▶ What needs to be done: Filter these entries, keeping only lines that hold the word "rivet".

▶ Available data:

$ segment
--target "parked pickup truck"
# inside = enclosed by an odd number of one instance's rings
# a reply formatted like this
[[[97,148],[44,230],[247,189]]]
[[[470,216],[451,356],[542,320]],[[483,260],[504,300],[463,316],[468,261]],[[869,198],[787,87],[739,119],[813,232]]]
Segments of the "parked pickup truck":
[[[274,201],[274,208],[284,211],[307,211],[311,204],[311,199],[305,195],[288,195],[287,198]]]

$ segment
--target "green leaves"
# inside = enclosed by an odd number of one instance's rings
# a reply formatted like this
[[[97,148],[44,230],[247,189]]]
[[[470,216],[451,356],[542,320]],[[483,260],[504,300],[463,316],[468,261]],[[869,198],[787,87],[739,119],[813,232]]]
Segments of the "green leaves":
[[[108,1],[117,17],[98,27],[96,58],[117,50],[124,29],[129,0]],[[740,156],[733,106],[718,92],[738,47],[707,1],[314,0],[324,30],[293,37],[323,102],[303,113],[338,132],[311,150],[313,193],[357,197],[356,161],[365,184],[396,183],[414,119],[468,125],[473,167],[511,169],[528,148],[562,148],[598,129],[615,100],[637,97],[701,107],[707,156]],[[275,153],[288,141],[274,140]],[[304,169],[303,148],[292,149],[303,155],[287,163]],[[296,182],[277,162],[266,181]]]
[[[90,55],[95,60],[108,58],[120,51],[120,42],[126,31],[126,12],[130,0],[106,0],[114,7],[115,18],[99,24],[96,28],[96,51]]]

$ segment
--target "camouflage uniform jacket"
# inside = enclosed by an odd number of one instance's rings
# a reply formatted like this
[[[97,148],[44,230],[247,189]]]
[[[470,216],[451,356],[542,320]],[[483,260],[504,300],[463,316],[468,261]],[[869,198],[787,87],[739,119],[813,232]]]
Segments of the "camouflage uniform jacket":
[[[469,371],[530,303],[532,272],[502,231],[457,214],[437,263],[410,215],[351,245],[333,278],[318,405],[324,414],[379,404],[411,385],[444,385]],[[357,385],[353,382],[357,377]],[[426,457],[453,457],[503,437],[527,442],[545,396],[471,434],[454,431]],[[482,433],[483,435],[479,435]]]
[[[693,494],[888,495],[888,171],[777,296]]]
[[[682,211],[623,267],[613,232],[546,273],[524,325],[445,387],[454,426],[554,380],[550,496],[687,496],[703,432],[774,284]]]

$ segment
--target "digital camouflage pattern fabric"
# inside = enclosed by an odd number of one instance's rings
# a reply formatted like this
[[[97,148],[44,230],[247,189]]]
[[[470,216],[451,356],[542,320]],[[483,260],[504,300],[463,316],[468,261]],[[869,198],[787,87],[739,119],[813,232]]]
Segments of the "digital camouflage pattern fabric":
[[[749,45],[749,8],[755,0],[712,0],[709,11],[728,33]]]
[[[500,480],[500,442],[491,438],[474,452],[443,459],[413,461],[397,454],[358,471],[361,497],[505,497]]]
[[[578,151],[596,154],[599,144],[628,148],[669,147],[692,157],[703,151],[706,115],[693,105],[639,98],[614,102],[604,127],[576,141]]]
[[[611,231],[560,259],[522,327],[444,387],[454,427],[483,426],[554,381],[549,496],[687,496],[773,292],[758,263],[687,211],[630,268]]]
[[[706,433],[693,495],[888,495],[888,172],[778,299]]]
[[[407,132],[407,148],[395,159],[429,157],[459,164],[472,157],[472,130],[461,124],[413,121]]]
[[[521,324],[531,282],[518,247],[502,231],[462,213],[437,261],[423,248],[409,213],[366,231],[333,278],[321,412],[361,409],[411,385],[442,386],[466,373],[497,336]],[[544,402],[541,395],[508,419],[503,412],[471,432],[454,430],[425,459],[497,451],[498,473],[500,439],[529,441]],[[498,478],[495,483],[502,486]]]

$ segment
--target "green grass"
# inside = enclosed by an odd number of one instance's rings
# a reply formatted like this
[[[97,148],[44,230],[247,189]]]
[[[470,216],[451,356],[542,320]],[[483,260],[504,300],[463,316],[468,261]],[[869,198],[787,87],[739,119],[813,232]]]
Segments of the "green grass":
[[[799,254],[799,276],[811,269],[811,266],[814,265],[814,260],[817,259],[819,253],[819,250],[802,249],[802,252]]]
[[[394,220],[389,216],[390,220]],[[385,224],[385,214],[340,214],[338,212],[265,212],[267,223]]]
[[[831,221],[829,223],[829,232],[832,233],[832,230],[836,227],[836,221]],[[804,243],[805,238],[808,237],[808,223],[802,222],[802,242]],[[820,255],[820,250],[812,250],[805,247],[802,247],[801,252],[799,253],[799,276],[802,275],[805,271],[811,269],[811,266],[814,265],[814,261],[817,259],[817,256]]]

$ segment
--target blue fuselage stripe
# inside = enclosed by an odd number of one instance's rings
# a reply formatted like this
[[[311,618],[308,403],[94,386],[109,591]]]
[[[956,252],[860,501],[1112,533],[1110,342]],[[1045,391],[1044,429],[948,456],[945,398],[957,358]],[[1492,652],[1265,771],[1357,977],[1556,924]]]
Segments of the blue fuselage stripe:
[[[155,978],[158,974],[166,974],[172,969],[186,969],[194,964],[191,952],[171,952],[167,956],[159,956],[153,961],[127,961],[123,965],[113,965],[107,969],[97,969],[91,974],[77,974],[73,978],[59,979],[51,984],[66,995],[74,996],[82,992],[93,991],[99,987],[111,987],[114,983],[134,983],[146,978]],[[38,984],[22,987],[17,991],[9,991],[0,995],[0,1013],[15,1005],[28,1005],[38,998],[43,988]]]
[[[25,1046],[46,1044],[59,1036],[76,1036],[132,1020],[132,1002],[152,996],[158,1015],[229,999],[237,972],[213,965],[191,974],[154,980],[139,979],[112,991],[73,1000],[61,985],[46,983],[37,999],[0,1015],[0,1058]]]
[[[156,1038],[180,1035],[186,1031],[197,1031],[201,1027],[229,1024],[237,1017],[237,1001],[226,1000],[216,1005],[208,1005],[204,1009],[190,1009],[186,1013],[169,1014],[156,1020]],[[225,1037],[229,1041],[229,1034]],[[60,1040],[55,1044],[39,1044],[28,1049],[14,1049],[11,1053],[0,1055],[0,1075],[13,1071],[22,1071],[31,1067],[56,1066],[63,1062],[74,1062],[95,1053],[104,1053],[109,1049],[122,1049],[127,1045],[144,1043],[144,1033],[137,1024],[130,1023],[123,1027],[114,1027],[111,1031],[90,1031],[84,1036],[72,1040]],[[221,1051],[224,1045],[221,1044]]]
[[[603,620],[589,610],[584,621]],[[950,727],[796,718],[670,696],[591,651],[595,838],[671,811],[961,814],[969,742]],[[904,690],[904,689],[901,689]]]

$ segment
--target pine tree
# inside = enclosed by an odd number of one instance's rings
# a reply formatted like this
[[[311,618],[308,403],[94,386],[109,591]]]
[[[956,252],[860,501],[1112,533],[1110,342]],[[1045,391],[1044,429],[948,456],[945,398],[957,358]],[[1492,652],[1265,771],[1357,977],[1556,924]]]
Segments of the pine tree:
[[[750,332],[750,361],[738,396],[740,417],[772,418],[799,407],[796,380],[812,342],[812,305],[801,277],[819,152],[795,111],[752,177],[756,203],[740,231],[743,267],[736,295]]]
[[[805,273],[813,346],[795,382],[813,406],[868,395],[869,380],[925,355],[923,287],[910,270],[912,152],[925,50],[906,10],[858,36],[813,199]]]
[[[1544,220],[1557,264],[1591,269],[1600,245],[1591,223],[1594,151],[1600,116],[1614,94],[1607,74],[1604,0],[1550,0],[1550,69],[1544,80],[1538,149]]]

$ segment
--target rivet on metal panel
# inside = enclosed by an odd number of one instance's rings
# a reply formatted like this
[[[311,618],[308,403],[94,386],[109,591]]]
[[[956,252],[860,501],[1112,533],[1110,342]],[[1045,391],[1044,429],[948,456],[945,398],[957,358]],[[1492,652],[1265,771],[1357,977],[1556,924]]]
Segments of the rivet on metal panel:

▶ Response area:
--target rivet on metal panel
Segments of the rivet on metal panel:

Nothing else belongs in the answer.